EXERCISE REQUIREMENTS: All that is wanted is how many lines in the records below include the string "optional".

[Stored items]

::::::

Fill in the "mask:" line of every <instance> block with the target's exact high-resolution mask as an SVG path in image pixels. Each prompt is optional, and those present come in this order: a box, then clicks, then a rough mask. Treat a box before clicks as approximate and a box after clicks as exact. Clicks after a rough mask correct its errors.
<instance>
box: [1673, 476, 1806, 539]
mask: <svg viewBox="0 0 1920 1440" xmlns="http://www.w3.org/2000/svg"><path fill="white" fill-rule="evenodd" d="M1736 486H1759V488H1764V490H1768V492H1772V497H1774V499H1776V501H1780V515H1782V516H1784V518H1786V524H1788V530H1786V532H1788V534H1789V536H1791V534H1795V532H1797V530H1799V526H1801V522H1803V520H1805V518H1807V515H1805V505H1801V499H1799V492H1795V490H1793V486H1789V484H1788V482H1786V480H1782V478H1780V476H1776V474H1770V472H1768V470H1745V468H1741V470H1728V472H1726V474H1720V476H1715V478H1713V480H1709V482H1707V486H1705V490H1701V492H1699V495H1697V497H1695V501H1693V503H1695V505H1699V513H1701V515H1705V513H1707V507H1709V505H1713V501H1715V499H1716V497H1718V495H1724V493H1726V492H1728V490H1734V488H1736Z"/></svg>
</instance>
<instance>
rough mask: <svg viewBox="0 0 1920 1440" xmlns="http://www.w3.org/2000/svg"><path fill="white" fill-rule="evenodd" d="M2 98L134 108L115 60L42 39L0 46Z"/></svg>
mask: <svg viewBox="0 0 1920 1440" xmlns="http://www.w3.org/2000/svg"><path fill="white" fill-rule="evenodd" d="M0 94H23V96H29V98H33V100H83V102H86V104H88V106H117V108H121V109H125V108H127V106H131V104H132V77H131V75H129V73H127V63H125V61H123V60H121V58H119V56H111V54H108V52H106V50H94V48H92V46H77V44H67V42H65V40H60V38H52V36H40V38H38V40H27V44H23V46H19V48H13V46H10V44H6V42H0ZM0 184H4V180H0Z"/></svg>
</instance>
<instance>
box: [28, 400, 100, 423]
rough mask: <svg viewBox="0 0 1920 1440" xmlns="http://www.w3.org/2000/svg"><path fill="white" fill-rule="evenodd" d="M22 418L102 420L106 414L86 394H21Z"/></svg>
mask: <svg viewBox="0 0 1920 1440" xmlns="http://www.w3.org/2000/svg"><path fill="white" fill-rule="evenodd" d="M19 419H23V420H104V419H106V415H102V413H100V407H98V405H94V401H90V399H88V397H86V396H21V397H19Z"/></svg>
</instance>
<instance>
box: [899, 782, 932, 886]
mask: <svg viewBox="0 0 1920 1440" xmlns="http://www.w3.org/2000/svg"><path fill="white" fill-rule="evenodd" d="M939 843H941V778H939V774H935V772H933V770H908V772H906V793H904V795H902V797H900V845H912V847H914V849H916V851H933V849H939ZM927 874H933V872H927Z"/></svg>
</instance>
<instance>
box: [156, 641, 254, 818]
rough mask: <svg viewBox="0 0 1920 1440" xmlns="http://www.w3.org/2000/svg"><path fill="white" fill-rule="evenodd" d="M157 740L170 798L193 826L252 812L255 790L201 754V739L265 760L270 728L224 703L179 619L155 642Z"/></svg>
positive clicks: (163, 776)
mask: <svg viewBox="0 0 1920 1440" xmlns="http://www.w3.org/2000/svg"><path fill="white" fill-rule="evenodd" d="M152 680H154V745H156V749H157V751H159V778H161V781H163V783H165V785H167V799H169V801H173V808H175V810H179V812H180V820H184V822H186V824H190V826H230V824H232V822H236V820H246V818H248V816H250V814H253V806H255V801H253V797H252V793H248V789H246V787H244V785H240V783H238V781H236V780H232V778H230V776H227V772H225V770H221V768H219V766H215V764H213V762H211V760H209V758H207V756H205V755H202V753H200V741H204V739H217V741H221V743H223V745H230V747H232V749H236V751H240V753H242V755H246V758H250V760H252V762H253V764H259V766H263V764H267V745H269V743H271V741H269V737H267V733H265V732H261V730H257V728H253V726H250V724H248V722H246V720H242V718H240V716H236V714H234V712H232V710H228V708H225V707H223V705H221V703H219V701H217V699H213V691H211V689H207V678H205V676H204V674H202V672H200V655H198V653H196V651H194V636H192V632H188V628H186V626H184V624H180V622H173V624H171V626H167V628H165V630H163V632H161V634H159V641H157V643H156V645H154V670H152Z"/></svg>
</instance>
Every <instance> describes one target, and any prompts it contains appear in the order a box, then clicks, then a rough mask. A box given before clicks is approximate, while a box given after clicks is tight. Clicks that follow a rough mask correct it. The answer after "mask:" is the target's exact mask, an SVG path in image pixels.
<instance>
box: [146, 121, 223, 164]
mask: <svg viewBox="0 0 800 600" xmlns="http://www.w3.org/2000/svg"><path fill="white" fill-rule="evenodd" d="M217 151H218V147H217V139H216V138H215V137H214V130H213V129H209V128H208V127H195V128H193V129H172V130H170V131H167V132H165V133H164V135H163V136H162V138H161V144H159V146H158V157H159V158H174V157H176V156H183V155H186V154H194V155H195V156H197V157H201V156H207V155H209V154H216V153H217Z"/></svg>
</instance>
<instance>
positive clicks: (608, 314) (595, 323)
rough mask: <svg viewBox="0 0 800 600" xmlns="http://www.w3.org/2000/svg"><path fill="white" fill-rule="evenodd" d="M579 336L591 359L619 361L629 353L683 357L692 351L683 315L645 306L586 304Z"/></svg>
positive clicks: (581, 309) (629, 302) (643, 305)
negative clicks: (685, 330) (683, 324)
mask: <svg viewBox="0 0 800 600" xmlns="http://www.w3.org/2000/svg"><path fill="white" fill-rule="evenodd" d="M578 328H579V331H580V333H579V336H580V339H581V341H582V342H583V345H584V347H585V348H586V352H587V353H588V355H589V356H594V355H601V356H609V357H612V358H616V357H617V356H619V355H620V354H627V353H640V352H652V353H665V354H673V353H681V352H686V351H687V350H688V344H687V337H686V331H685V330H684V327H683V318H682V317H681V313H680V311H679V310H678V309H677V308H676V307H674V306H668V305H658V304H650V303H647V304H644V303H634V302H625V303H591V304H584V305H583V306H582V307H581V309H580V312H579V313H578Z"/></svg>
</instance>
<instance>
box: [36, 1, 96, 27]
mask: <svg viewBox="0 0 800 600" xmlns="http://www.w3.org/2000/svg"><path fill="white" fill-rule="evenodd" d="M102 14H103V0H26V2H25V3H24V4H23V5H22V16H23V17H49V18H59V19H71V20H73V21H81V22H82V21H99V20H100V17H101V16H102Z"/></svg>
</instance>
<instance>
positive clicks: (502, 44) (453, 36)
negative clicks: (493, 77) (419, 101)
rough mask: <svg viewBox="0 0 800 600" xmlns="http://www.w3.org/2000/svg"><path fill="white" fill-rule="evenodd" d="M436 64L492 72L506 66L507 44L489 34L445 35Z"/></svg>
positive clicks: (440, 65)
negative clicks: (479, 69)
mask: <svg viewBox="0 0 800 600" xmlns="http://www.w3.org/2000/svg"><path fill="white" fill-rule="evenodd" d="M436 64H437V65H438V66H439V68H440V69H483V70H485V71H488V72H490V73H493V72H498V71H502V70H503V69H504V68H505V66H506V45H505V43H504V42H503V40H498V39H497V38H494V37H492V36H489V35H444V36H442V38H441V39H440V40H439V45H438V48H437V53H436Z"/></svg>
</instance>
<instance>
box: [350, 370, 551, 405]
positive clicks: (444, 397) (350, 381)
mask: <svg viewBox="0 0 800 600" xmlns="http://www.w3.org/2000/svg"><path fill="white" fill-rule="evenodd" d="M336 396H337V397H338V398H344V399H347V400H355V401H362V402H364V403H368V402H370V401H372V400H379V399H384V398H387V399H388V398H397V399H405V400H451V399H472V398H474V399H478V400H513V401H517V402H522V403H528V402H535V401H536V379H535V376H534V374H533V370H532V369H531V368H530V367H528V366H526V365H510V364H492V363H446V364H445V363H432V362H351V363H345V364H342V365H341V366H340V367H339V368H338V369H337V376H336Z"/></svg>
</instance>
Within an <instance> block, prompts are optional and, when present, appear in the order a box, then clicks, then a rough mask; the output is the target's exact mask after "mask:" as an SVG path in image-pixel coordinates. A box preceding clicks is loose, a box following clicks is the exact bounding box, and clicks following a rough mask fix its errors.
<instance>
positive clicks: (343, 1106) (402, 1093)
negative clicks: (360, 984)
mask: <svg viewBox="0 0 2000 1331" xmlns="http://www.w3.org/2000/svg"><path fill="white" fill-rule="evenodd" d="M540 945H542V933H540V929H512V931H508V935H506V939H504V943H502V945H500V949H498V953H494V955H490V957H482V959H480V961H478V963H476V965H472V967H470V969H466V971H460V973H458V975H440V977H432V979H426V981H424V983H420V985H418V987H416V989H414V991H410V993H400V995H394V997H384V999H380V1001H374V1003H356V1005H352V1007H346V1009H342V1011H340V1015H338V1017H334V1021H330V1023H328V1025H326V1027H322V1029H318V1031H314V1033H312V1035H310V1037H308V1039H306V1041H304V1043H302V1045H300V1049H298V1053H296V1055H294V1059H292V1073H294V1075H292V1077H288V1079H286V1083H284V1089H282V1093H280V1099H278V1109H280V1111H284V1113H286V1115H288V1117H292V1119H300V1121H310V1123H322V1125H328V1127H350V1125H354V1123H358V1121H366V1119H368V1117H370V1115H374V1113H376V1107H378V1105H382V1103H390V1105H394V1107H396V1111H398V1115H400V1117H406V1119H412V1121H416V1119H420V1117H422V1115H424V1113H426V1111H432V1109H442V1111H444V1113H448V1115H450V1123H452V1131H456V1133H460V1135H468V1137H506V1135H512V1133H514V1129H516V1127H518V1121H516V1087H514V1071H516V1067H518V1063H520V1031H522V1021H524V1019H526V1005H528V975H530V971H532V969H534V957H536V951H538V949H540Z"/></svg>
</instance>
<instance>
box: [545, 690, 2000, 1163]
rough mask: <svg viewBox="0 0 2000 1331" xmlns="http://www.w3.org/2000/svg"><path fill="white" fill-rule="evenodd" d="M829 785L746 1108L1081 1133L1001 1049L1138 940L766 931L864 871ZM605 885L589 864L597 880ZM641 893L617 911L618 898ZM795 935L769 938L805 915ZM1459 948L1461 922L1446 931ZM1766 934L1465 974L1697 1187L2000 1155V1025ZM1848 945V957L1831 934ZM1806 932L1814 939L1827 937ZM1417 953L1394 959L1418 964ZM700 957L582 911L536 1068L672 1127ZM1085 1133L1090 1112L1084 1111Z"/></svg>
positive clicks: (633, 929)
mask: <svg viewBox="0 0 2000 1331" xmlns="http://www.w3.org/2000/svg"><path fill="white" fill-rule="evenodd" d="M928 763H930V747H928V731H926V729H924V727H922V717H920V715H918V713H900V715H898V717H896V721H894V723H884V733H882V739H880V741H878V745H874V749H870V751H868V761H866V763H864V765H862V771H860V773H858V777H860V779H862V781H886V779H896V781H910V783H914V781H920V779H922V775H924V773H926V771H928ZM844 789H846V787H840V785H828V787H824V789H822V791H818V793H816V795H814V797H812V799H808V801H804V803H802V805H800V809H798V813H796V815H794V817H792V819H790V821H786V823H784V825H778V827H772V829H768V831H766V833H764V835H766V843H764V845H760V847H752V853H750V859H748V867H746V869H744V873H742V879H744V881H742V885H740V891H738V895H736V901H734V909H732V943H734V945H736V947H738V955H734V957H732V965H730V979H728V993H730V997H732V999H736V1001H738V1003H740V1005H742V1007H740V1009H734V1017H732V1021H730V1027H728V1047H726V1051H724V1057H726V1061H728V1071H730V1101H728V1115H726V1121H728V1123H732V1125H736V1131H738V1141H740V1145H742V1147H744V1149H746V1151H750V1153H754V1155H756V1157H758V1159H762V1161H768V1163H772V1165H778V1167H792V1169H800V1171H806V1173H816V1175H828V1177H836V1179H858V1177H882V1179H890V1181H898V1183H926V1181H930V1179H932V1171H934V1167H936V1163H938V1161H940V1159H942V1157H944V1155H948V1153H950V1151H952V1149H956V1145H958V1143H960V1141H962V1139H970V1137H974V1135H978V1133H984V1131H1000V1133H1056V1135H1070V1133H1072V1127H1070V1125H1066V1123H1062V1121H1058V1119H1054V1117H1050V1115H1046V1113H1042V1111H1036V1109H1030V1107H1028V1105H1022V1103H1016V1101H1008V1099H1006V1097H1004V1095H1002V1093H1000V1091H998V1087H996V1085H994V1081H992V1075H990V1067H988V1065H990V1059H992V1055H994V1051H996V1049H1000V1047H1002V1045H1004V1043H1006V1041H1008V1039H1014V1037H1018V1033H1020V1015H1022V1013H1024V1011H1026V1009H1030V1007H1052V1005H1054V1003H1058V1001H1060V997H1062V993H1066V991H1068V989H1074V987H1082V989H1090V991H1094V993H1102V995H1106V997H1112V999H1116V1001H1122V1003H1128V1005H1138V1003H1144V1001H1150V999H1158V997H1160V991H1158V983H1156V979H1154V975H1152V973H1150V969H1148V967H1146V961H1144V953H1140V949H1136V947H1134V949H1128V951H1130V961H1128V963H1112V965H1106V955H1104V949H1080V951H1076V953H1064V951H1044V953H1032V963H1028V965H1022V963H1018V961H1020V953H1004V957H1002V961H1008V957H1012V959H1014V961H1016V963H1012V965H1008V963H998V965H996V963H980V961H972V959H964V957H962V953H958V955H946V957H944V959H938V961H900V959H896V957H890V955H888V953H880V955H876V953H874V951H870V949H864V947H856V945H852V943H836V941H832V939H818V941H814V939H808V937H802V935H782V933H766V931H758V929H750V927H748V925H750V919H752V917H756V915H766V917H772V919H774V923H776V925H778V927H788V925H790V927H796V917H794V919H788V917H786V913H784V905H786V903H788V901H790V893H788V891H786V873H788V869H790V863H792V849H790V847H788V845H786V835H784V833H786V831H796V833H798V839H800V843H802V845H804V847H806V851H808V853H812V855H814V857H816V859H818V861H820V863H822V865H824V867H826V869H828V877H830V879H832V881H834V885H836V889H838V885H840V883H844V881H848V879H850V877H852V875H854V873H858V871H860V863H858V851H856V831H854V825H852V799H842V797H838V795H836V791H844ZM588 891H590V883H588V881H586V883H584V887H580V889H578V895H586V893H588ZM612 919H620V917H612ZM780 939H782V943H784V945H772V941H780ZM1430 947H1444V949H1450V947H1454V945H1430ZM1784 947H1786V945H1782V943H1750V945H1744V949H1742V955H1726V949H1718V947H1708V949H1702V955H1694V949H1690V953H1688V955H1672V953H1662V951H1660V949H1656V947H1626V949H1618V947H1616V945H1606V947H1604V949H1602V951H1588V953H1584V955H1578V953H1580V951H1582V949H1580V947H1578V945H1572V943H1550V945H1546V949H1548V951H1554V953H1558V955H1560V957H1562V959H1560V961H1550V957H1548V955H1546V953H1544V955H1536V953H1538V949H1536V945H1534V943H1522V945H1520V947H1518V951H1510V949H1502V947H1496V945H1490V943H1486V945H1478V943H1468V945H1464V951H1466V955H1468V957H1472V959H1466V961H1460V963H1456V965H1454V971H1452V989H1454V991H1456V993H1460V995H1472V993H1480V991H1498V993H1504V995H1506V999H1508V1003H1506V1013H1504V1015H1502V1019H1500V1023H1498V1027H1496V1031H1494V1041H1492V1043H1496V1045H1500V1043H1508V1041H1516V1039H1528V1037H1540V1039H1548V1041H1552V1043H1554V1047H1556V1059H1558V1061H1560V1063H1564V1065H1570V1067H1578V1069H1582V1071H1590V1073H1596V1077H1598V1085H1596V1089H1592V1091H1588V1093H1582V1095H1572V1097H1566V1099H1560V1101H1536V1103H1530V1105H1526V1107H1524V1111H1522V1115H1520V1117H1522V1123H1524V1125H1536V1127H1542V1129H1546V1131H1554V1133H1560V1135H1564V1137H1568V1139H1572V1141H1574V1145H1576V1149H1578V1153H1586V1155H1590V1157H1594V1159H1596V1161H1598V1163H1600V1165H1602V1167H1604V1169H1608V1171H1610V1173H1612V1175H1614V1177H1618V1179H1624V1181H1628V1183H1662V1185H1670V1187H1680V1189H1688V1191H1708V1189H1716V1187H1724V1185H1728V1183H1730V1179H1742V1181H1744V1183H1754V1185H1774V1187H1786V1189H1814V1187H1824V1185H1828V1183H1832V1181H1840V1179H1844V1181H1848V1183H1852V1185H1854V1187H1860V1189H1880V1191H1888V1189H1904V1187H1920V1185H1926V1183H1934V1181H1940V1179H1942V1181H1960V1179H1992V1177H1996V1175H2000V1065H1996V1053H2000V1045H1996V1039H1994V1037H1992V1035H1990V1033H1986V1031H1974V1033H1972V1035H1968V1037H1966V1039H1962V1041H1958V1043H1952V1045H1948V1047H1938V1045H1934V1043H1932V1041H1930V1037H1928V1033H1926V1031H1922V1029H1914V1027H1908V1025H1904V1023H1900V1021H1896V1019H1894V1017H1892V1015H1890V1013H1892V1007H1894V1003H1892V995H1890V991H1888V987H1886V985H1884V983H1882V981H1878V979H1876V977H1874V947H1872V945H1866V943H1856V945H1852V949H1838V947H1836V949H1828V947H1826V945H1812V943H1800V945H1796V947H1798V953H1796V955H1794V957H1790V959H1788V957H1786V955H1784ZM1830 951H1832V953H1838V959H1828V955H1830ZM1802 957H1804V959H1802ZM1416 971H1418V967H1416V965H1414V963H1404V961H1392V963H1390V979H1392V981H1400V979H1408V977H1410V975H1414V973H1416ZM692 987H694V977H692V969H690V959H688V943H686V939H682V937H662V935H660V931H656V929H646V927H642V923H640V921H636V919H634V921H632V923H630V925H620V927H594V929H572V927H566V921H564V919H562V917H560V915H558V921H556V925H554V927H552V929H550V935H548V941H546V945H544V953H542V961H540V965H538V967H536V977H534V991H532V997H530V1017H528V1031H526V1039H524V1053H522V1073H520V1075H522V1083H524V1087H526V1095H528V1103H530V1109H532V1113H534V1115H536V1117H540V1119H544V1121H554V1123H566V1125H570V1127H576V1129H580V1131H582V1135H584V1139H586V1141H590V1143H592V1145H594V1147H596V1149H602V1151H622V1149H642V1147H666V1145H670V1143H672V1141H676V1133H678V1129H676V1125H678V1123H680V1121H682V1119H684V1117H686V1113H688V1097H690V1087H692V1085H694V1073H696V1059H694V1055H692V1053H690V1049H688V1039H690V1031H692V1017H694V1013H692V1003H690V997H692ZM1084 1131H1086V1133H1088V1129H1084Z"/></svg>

::::::

WRITTEN ANSWER: 2